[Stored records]
----------

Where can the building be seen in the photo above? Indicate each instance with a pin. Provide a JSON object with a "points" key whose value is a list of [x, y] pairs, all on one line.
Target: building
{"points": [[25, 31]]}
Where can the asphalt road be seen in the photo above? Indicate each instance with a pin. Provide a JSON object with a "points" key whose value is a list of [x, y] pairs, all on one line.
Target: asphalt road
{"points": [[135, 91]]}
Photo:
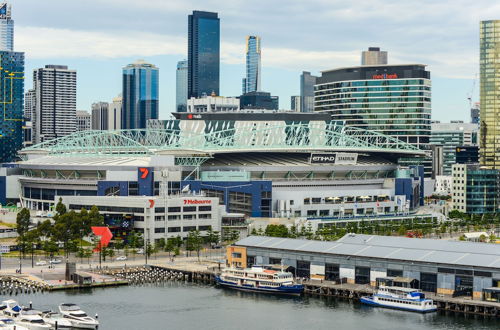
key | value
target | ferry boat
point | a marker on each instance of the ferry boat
(400, 298)
(259, 279)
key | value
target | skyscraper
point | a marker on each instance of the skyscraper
(489, 74)
(12, 92)
(29, 103)
(100, 116)
(251, 83)
(6, 28)
(295, 103)
(115, 113)
(203, 54)
(307, 82)
(373, 56)
(83, 120)
(181, 86)
(140, 94)
(55, 112)
(401, 110)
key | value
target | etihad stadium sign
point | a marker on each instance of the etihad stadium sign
(339, 158)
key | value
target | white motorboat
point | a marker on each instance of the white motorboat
(10, 308)
(32, 320)
(52, 318)
(78, 318)
(406, 299)
(10, 324)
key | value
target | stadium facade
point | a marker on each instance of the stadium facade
(308, 168)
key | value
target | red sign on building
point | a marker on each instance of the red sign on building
(196, 201)
(385, 76)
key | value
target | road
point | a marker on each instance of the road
(10, 265)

----------

▶ **The task**
Copy nothing except the lines from the one holding "point | a marker on each instance of the red" through the last line of the data above, and return them exactly.

▶ **Answer for the task**
point | a marker on each instance of the red sign on building
(196, 201)
(385, 76)
key | value
target | road
point | a marker on each instance of the road
(10, 265)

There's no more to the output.